What is asked
a) From the rows below, pick out and copy every line that contains the word "instance".
b) Extend the Secret Window film summary below, picking up right after its final sentence.
--- Text ---
Secret Window is a 2004 American psychological thriller film starring Johnny Depp and John Turturro. It was written and directed by David Koepp, based on the novella Secret Window, Secret Garden by Stephen King, featuring a musical score by Philip Glass and Geoff Zanelli. The story appeared in King's 1990 collection Four Past Midnight. The film was released on March 12, 2004, by Columbia Pictures; it was a moderate box office success and received mixed reviews from critics.

Plot
After catching his wife Amy having an affair with their friend Ted, mystery writer Mort Rainey retreats to his cabin at Tashmore Lake in upstate New York, while Amy stays in their marital home. Six months later, Mort, depressed and suffering from writer's block, has delayed finalizing the divorce.

One day, a man named John Shooter arrives at the cabin and accuses Mort of plagiarizing his short story, "Sowing Season". Upon reading Shooter's manuscript, Mort discovers it is virtually identical to his own story, "Secret Window", except for the ending. The following day, Mort, who once plagiarized another author's story, tells Shooter that his story was published in a mystery magazine two years before Shooter's, invalidating his plagiarism claim. Shooter demands proof and warns Mort against contacting the police. That night, Mort's dog, Chico, is found dead outside the cabin, along with a note from Shooter giving Mort three days to provide proof.

Mort reports the incident to Sheriff Newsome. Mort drives to his and Amy's house intending to retrieve a copy of the magazine but leaves because Ted and Amy are there. Mort instead hires private investigator Ken Karsch, who stakes out the cabin and speaks to Tom Greenleaf, a local resident who may have seen Shooter and Mort talking together. At the cabin, Shooter appears and demands that Mort revise his story's ending to Shooter's version, where the protagonist kills his wife. When an arson fire destroys Amy and Mort's house, and presumably the magazine, Mort reveals to the police that he has an enemy.

Karsch tells Mort that he suspects Shooter has threatened Greenleaf after Greenleaf claimed he never saw Mort and Shooter talking together. Mort and Karsch agree to confront Shooter but first choose to meet up with Greenleaf at the local diner the next morning. Arriving late, Mort discovers that neither Karsch nor Greenleaf showed up at the diner. On his way back, Mort encounters Ted at a gas station where Ted demands Mort sign the divorce papers. Believing Shooter is in Ted's employ, Mort refuses, taunts Ted, and leaves.

Later, Shooter summons Mort to a meeting place; when he arrives, Mort finds Karsch and Greenleaf dead inside Greenleaf's truck and passes out at the sight. When he recovers Shooter tells Mort he killed the two men because they had "interfered" in his business, and warns Mort he has deliberately implicated him in the two men's murders (having used Mort's axe and screwdriver as the murder weapons) and implies Mort should dispose of the bodies. Mort agrees to meet Shooter at his cabin to show him the magazine containing his story, which is supposed to arrive that day, having been sent overnight by his literary agent. Mort later retrieves his tools and then pushes Greenleaf's truck with both bodies still in it off a steep cliff into a water-filled quarry where it sinks.
--- Data to process ---
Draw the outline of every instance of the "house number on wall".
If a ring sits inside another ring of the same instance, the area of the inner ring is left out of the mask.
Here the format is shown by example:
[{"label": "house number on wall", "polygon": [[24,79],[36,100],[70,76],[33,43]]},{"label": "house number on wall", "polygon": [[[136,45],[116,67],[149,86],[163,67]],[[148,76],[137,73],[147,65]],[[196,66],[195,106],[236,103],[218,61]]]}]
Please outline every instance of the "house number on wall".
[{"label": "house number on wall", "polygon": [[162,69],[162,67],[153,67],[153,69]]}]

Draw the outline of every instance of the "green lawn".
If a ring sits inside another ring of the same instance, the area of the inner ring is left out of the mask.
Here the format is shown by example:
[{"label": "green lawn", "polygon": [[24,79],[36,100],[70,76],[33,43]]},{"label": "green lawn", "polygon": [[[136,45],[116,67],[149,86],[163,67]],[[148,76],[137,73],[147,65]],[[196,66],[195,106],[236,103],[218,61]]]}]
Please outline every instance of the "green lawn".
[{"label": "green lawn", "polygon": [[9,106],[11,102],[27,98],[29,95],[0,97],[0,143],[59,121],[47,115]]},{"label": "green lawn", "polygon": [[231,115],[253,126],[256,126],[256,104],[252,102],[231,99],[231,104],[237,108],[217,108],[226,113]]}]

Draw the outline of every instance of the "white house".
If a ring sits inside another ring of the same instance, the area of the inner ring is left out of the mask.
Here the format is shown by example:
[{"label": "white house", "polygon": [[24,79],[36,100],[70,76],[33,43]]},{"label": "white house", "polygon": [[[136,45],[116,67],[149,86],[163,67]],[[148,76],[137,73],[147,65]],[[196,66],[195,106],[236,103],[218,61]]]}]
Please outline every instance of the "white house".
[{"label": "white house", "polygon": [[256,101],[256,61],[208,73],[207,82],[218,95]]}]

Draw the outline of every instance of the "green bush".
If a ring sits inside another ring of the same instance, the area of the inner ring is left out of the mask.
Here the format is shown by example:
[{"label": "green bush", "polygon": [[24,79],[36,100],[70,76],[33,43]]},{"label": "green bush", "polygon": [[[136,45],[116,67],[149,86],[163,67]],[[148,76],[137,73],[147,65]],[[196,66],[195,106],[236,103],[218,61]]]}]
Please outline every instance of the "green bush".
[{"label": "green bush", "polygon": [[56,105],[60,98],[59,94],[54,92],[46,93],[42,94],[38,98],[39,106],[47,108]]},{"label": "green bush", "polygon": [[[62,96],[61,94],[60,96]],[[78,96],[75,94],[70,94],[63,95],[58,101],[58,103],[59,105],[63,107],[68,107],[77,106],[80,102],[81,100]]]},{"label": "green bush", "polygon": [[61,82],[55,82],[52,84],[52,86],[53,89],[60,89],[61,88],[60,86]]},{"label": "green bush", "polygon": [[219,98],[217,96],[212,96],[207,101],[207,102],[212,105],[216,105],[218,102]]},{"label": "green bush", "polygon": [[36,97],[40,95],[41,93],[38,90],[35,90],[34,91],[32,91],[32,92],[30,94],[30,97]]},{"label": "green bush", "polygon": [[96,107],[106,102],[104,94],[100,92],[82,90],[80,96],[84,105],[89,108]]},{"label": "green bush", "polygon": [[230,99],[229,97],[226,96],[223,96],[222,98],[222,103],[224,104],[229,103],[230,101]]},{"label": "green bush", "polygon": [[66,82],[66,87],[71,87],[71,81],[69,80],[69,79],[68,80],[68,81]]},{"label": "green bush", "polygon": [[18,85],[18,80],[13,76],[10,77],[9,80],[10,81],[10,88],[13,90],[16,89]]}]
---
Expected outputs
a)
Draw the outline of every instance of the "house number on wall".
If a ring sits inside another ring of the same instance, the area of the inner ring is left out of the mask.
Please outline every instance of the "house number on wall".
Draw the outline of every instance of the "green lawn".
If a ring sits inside another ring of the same instance, the area of the inner ring is left out of the mask.
Please outline every instance of the "green lawn".
Draw the outline of every instance of the "white house".
If a ring sits inside another ring of the same instance, the area of the inner ring is left out of the mask.
Please outline every instance of the "white house".
Draw the outline of every instance of the "green bush".
If a ring sits inside another ring of the same instance, the area of the inner ring is left out of the mask.
Please outline every instance of the "green bush".

b)
Mort retrieves the package containing the magazine from the post office but finds that it has already been opened with the pages containing his story ripped out. At Mort's cabin, Mort sees Shooter's hat and puts it on and begins speaking to himself, trying to make sense of the events. Frustrated and in denial, Mort throws an object at the wall and is surprised to see a growing crack fracture the cabin in half. Looking in the mirror, he's startled to see the back of his head reflected instead. Mort realizes that Shooter is a figment of his imagination, a character brought to life through Mort's undetected dissociative identity disorder, unwittingly created to cope and carry out malevolent tasks that Mort cannot do - like killing Chico, Greenleaf and Karsch, as well as burning down their home. That persona now takes full control of Mort.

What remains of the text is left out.